**Passage provided:**
★ ★ ★ ★ ★ ★ ★
Is the down-scoped token value exactly what will be passed to the DRS service as an OAuth 2.0 Bearer token?

In the system I am advocating for, yes. My hypothesis is that this also aligns with the down-scoped obtained for a "cart" or "selection" in SRA, but I need @kwrodarmer's expertise to validate that.

Is it correct to say that the RFC 8707-formatted payload of desired objects will ONLY be used in the request to the authorization service? It does not need to be passed to the Passport Broker service, right?

I'm not sure I understand the question exactly, but I think you are asking if RFC 8707 needs to implemented by passport brokers? Perhaps for other reasons it could be useful, but in the context of the solution to problem (2) I'm describing, no. Only the authorization server accompanying a DRS server would need to implement RFC 8707.

kwrodarmer commented 3 years ago

I can't emphasize enough that there are at least 3 things that are intimately related:

  1. selections
  2. passports and visas
  3. DRS servers

The importance of a selection is as a description of intentions. The OIDC model is quaint enough, and expects to ask a user to authorize scopes. In theory, scopes might be capable of describing access but it becomes very difficult in the world of big data. As an example, we would not expect a PI to be able to answer the question of which dbGaP consent groups they want to authorize for inclusion in a passport. On the other hand, they know exactly how to describe what they are researching. A selection object that captures intentions as the primary requirement is a much better way to scope the visas than an OIDC dialog. Furthermore, login time is neither powerful enough nor appropriate for resolving such questions, since login represents a point in time where the user gathers up all needed permissions; and these are not the same as the permissions to be extended to the many user-agents and user-agent-agents and user-agent-agent-agent-agents...

The DRS server is the only item within our current model that has intimate knowledge of the mapping between permission and resource. The v1.0 passport was conceived to carry permissions, and v1.1 DRS is conceived to map ids to URLs, but the AuthZ mechanism is what's being discussed.

To be continued...
★ ★ ★ ★ ★ ★ ★
**Stated goal:**
According to the discussion of DRS authorization, which component would need to implement RFC 8707? The rows are separate material, unconnected to the discussion of DRS authorization.
★ ★ ★ ★ ★ ★ ★
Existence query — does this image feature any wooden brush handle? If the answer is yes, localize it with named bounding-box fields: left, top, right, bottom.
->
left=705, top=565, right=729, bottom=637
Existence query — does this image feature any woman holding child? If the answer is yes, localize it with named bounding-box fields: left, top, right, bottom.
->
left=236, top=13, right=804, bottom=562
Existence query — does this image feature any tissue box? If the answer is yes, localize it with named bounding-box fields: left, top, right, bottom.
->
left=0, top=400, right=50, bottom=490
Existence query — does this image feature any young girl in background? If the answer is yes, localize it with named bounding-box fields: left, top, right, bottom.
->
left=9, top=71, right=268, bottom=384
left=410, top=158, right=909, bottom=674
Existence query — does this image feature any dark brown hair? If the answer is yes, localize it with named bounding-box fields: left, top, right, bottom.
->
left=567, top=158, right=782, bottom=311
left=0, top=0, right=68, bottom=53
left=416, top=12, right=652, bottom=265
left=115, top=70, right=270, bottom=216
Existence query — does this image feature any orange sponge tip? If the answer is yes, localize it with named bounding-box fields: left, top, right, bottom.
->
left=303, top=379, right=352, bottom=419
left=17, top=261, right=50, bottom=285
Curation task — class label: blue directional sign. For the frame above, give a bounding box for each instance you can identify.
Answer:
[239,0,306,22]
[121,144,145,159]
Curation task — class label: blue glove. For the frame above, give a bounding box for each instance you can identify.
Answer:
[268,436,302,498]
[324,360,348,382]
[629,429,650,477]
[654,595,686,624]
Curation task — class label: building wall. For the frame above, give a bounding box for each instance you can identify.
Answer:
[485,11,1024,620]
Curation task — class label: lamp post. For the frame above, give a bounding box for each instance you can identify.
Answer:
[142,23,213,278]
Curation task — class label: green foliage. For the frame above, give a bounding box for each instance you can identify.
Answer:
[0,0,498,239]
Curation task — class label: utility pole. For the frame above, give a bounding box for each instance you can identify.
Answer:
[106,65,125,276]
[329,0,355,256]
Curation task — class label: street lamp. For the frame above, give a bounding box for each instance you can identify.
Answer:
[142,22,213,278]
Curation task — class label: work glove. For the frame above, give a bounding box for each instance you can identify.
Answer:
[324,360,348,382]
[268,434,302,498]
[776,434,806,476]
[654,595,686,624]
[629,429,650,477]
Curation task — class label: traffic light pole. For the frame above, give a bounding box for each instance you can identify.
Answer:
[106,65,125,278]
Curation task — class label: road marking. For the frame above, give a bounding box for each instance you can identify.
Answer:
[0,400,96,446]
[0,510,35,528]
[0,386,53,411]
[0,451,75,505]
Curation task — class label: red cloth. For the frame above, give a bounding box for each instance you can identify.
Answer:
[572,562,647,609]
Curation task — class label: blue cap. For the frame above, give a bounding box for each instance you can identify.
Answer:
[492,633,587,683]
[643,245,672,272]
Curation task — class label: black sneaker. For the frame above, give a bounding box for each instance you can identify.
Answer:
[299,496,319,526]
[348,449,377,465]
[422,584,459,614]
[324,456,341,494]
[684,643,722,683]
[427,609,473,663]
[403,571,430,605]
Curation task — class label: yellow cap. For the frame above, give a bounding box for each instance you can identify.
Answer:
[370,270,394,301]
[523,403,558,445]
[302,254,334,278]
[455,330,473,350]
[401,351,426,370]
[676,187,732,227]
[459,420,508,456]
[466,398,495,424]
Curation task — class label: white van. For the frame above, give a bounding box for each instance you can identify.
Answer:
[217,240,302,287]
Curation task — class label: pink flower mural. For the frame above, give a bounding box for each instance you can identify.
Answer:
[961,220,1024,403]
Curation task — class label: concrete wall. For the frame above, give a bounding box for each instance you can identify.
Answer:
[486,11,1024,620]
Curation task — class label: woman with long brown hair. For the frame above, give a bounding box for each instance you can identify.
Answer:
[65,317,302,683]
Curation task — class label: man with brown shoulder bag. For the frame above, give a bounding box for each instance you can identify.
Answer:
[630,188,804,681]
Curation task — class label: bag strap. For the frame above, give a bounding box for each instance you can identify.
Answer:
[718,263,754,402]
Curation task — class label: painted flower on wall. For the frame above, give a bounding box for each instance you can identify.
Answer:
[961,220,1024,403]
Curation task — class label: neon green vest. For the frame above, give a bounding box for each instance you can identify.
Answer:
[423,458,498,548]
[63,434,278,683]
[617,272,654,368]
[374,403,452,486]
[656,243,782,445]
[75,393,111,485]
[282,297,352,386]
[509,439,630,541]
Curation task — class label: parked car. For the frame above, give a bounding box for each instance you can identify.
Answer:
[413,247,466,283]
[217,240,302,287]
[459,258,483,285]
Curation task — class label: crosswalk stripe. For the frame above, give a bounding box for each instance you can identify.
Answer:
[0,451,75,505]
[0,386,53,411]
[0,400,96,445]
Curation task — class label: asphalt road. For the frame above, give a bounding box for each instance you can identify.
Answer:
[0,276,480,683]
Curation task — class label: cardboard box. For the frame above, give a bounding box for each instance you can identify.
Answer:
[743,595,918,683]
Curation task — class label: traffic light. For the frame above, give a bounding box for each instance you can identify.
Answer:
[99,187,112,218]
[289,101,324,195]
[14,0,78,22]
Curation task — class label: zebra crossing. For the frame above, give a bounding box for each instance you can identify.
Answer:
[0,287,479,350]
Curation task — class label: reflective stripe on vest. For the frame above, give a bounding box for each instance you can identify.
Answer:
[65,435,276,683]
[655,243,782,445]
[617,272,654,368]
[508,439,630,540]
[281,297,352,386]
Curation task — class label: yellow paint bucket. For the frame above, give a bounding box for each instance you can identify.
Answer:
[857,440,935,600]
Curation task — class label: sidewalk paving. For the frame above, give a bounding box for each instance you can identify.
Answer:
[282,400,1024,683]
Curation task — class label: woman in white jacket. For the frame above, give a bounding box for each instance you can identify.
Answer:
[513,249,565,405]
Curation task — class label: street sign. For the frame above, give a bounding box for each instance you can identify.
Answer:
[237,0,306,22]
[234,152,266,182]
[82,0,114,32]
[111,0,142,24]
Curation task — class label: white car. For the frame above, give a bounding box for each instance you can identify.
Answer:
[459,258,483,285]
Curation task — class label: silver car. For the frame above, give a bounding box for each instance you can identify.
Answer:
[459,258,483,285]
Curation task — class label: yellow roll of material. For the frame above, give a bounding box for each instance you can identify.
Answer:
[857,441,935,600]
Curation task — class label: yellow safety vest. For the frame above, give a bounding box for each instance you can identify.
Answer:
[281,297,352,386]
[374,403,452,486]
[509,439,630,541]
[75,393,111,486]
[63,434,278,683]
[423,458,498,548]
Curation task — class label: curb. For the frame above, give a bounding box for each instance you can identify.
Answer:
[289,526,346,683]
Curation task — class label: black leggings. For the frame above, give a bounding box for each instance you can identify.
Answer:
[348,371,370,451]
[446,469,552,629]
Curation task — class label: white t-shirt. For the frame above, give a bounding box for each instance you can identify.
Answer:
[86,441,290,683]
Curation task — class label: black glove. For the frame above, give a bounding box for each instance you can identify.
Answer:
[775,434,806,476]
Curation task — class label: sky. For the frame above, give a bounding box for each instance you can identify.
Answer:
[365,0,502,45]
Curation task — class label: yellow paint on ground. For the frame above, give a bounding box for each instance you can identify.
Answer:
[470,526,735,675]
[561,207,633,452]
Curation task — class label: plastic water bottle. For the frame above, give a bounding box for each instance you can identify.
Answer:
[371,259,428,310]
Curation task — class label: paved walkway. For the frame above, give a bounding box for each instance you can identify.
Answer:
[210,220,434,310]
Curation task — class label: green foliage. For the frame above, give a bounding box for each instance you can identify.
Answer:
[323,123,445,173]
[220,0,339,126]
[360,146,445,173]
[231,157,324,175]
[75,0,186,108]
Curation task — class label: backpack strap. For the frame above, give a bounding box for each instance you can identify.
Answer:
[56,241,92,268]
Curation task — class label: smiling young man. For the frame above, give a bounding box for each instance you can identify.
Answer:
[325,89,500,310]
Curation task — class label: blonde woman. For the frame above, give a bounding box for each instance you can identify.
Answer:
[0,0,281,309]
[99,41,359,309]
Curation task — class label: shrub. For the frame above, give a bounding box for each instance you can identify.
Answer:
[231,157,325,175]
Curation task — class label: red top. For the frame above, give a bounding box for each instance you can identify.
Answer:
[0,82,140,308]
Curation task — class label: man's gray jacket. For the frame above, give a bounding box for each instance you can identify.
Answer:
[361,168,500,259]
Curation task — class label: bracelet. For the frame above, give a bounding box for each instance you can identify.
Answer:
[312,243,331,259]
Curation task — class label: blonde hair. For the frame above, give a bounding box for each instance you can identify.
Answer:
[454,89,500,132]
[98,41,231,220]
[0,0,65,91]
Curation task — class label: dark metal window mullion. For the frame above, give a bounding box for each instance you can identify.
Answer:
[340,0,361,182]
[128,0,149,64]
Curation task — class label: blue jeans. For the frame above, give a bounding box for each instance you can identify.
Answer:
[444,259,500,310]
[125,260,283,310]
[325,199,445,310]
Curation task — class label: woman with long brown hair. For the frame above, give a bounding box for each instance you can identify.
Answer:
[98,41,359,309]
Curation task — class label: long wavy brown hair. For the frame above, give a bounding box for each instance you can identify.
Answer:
★ ★ ★ ★ ★ ★ ★
**Full output:**
Only the authorization server accompanying a DRS server would need to implement RFC 8707.